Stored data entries
- - -
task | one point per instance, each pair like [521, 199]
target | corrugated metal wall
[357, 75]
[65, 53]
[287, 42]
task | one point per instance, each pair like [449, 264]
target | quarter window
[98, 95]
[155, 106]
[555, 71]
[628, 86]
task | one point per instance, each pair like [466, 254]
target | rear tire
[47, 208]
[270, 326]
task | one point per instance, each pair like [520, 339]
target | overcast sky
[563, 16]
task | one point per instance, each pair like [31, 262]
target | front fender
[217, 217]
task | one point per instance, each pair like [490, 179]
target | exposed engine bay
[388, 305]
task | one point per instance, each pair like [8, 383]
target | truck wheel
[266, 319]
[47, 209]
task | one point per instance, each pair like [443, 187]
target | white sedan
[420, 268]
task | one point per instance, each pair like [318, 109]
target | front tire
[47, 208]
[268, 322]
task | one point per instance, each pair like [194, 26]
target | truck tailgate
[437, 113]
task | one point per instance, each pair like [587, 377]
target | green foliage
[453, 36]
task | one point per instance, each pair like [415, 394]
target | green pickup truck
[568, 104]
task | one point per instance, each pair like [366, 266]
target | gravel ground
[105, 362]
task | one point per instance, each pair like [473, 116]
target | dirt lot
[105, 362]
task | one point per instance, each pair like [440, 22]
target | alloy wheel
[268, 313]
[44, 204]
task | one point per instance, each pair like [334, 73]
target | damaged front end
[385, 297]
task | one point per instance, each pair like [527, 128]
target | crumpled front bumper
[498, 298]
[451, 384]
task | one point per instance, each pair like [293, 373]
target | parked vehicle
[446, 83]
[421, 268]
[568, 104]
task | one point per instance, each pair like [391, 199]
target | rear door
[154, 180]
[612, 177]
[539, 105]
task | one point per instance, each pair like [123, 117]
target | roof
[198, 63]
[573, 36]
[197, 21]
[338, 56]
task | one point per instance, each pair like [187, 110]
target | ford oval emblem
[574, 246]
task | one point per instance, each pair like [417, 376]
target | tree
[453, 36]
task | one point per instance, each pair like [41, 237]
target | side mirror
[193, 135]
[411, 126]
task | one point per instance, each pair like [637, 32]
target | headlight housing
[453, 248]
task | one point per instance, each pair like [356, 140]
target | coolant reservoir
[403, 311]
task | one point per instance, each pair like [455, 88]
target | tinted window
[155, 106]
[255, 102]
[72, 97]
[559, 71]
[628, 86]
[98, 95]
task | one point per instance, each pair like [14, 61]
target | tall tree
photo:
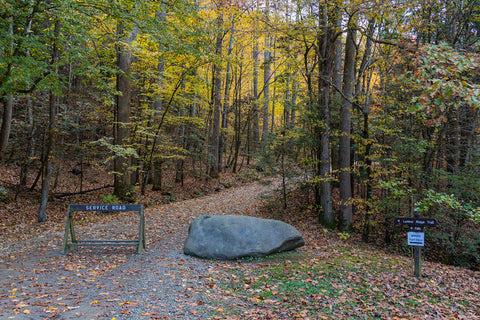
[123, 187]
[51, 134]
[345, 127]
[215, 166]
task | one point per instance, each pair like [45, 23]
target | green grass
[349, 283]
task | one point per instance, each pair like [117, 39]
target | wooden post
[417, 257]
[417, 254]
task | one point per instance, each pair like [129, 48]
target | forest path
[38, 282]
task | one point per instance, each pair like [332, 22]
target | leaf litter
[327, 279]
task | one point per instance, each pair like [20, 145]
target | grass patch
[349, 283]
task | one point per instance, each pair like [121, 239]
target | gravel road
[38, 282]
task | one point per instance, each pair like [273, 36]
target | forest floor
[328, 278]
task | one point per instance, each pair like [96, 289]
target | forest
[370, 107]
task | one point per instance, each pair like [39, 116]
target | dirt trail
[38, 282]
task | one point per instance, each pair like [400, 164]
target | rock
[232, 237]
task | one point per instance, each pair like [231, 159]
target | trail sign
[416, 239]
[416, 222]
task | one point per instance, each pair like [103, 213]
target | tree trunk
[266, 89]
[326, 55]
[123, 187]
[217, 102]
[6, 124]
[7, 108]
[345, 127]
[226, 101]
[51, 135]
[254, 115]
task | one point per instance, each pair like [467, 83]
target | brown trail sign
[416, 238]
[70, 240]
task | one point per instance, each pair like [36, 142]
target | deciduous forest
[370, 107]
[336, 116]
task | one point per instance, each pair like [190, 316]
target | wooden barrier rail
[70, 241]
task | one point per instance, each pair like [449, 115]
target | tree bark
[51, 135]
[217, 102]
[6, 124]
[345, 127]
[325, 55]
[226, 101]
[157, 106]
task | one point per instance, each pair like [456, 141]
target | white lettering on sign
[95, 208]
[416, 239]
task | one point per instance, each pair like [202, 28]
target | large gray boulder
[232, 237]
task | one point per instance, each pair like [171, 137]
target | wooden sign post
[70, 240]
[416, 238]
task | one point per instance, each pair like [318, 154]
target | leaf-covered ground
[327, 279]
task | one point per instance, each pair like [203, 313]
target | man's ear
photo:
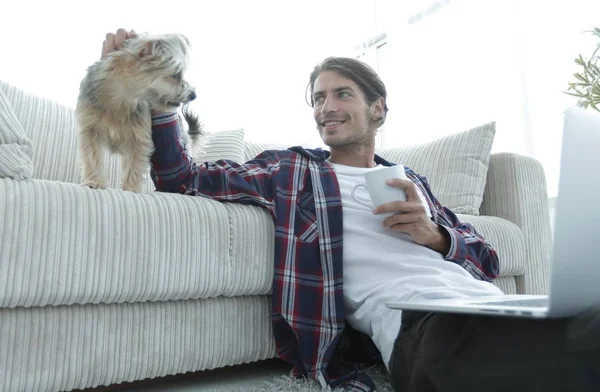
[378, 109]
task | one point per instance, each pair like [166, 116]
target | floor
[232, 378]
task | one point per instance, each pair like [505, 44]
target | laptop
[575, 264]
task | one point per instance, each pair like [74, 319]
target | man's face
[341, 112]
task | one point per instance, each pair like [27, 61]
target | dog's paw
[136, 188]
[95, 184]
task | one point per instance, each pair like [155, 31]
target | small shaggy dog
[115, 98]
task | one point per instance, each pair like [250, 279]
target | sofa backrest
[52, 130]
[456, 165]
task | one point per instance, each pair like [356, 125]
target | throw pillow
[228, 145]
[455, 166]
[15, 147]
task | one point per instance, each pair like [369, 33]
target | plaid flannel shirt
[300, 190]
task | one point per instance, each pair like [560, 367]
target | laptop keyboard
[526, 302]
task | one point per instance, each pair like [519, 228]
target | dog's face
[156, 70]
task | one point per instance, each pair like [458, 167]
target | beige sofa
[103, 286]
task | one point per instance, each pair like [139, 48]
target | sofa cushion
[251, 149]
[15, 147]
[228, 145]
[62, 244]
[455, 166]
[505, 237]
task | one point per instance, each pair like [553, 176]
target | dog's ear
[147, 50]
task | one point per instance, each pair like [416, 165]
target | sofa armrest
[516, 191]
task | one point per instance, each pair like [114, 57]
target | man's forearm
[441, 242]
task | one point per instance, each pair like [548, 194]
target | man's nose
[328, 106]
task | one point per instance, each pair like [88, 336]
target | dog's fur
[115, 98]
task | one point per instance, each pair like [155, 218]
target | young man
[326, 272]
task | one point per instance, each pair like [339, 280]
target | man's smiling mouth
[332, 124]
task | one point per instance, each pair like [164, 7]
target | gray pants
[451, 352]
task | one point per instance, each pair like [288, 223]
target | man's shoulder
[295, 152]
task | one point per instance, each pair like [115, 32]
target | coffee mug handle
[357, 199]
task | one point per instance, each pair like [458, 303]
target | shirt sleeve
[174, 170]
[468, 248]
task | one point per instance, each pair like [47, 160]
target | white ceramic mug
- - -
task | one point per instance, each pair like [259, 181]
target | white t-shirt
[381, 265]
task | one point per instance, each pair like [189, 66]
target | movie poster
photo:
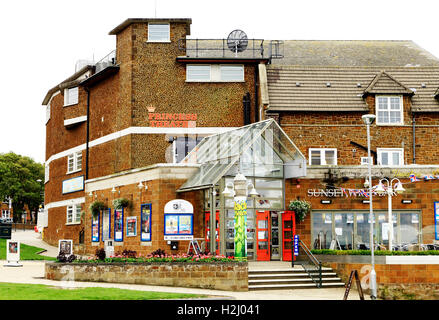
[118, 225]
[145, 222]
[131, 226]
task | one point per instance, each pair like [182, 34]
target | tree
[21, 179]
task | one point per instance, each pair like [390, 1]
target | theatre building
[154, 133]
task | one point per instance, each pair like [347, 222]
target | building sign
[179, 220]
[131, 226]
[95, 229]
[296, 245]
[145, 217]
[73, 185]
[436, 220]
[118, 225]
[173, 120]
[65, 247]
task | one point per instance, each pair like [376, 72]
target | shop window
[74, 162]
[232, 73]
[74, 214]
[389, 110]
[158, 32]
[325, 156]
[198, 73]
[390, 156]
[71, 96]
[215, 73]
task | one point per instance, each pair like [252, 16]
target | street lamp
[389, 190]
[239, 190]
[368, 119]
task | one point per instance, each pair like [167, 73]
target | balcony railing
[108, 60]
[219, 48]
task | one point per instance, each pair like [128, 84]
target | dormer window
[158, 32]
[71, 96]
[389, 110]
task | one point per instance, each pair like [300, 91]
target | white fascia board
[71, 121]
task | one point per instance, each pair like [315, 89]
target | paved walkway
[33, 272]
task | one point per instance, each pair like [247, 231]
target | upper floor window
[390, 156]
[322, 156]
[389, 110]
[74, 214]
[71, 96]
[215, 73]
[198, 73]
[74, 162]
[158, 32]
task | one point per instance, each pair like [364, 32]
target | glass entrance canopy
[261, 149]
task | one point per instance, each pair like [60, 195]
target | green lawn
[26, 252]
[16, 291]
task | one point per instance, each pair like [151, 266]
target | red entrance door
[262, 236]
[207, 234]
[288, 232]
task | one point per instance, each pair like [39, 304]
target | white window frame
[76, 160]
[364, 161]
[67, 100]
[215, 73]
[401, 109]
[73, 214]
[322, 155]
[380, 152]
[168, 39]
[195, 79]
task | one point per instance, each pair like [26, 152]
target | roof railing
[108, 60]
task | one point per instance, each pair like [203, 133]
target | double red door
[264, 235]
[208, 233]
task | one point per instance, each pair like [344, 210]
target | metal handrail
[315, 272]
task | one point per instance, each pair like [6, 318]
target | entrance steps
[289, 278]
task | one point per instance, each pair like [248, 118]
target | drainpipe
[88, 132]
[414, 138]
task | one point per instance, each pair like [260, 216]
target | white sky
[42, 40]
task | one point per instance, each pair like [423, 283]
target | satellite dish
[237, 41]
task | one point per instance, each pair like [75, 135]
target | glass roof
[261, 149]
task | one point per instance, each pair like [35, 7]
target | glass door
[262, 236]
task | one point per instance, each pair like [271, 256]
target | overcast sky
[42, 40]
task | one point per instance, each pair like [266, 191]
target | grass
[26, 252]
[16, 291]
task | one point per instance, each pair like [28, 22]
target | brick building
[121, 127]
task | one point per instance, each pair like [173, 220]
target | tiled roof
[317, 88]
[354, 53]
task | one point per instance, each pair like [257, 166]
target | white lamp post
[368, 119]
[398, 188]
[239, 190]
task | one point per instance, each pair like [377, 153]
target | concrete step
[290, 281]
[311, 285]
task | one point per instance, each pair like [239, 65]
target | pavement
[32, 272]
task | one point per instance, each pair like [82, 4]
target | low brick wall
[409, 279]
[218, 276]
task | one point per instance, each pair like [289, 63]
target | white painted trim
- - -
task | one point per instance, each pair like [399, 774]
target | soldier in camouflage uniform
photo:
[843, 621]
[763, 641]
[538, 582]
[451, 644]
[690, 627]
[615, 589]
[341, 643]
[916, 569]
- - -
EXERCISE BRIEF
Of the lines above, retype only those from the line containing "task | one point per instance, each pair like [490, 179]" through the line containing "task | one point per instance, each pair like [356, 140]", including both, exactly.

RESULT FOR THIS EXERCISE
task | one point per instance, each pair like [490, 179]
target | exposed engine bay
[388, 305]
task | one point per instance, each pair like [8, 383]
target | truck wheel
[266, 319]
[47, 209]
task | one point per instance, each pair like [443, 187]
target | white sedan
[420, 268]
task | one point per instance, each pair like [318, 109]
target | front tire
[47, 208]
[268, 322]
task | one point per instance, each pair like [194, 26]
target | truck tailgate
[437, 113]
task | one point per instance, each pair like [587, 377]
target | green foliage
[453, 36]
task | one point per instance, each pair like [415, 394]
target | green pickup truck
[568, 104]
task | one point per instance, each pair like [366, 266]
target | gravel ground
[105, 362]
task | one point per instance, each pair like [473, 116]
target | dirt lot
[105, 362]
task | one point per instance, each pair like [440, 22]
target | alloy wheel
[268, 313]
[44, 204]
task | one point per instance, each pair like [334, 73]
target | damaged front end
[385, 297]
task | one point per instance, each pair like [527, 128]
target | crumpled front bumper
[498, 298]
[451, 384]
task | one point per instance, each pair like [293, 373]
target | parked vehicle
[446, 83]
[421, 268]
[568, 104]
task | one point per instance, each pair like [391, 199]
target | rear door
[154, 180]
[612, 177]
[539, 105]
task | one point per instance, each pair like [123, 117]
target | roof
[198, 63]
[573, 36]
[197, 21]
[338, 56]
task | one point per instance, each pair like [187, 110]
target | ford oval emblem
[574, 246]
task | one point per instance, each pair like [417, 376]
target | tree
[453, 36]
task | one point per instance, each pair like [41, 237]
target | side mirror
[193, 135]
[411, 126]
task | one point per instance, each pair like [637, 32]
target | headlight housing
[453, 248]
task | one point per instance, each pair like [356, 140]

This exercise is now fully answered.